Rewrite the records with "ceiling beam" swapped for "roof rafter" and everything else unchanged. Leave out the pictures.

• _Data for the task_:
········
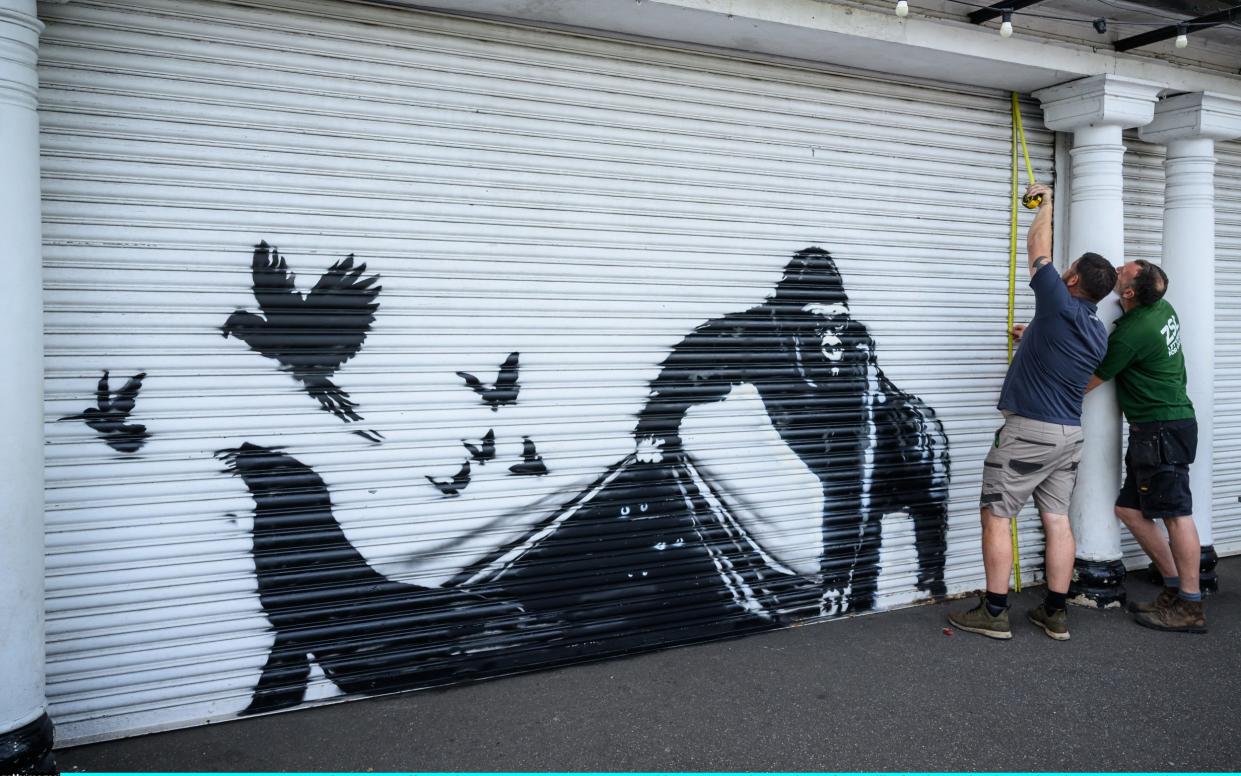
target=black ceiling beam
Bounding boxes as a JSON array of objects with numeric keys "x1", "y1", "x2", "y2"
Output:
[
  {"x1": 969, "y1": 0, "x2": 1042, "y2": 25},
  {"x1": 1112, "y1": 5, "x2": 1241, "y2": 51}
]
········
• _Exercise answer_:
target=black roof rafter
Bounding boxes as a JSON array of objects with numeric keys "x1", "y1", "x2", "y2"
Output:
[
  {"x1": 969, "y1": 0, "x2": 1042, "y2": 25},
  {"x1": 1112, "y1": 5, "x2": 1241, "y2": 51}
]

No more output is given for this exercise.